Faudra r’venir plus tard ! :)
Salut ! Après 3 jours de mer, nous sommes arrivés à Cuba, et Renaissance est actuellement à l’ancre devant un des nombreux cayos inhabités des Jardins de la Reine… Il nous reste une centaine de milles avant de rejoindre Cienfuegos comme prévu. Tentons d’attendre le vent car nos réserves de carburant diminuent sérieusement ! J’appréhende les formalités arf… Bon sinon, tout va bien, il fait très beau, la mer est méga plate, petit vent léger pour raffraichir, une eau cristaline ! Des poissons énormes ! On a même vu notre premier requin, gentil :) Voilà, à plus et pas de nouvelles avant 5 ou 6 jours ! Belle-soeur, si tu peux nous envoyer sur l’iridium la méthode de cuisson des lambis (ces gros coquillages)… Y’en a des centaines sous la coque du bateau et on n’ a plus rien à croquer ! On te remercie ;)
Aux alentours de midi, le guindeau reprend du service pour récupérer notre ancre et nous quittons ainsi l’Ile à Vache. Juste derrière celle-ci, nous trouvons 15 nœuds de sud-est qui permettent à Renaissance de faire route au près le temps de rejoindre le Cap Haïtien. Un courant plus que favorable nous accompagne puisque nous traçons à plus de 7 nœuds avec voilure légèrement réduite.
Le soir venu, nous commençons la traversée du Windward Passage, canal de 180 milles séparant Haïti de Cuba. Malheureusement, nous chopons rapidement la pétole au lieu des 10 nœuds de vent de travers annoncé et c’est grâce à notre moteur que nous avançons une bonne partie de la nuit.

........

EXERCICE:
Donnez la suite du récit de la traversée vers Cuba, s'il vous plaît, à partir de sa dernière phrase. Les lignes qui suivent proviennent d'une autre source que le récit de la traversée vers Cuba.

SECTION DES DONNÉES:
........

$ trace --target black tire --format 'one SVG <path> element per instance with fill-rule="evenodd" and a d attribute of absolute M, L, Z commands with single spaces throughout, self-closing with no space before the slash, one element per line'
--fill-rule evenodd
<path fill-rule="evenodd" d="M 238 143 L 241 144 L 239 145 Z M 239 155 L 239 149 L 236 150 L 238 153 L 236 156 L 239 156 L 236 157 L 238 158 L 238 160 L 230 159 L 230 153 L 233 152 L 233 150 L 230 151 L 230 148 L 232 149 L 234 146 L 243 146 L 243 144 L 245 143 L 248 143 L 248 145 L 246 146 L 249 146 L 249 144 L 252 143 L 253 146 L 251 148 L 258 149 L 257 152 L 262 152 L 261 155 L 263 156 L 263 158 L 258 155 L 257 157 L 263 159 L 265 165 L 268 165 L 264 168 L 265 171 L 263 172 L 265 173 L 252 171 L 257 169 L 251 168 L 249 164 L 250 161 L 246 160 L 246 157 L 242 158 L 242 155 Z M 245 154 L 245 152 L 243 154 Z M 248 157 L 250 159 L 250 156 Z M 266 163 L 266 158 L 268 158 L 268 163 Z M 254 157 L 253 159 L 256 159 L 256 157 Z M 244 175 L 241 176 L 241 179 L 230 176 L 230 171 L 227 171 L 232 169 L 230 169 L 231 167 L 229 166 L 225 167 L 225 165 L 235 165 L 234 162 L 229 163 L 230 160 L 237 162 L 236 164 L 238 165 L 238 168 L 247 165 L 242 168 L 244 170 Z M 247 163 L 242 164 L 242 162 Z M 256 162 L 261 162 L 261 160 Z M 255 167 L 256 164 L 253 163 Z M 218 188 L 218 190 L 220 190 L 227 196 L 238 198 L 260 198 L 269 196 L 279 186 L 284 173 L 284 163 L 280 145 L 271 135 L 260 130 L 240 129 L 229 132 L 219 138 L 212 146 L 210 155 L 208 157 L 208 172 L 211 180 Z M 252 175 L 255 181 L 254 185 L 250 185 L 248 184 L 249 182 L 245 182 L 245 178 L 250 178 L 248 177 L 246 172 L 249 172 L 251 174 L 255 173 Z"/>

........

RÉPONSE RÉDIGÉE:
Deuxième jour et nous voilà luttant à la voile. Renaissance progresse avec peine à 3 nœuds dans un vent léger et une allure portante. Durant les heures les plus chaudes de la journée, le vent monte un peu mais ce n’est pas pour autant que le bateau accélère. Bizarre ! Même crade, Renaissance file d’habitude un peu plus rapidement avec les conditions actuelles. Nous pensons à un courant de face qui nous ralentirait, ce qui est d’autant plus louche que nous devrions l’avoir avec nous ! Nous pensons même traîner quelque chose derrière le bateau mais nous avons beau regarder, il n’y a rien qui pourrait expliquer notre lenteur. Allongé sur le pont à la poupe du voilier, JR croit durant un instant voir une masse coincée devant le safran, peut-être une bouée. Nous décidons alors d’enrouler le génois afin qu’il puisse aller voir sous le bateau, avec un harnais croché sur l’échelle. En fait, fausse alerte, il n’y avait rien du tout ! Contre courant donc… C’aura été là l’occasion d’un bain de mer rafraîchissant en pleine navigation ! :)
En avant Renaissance !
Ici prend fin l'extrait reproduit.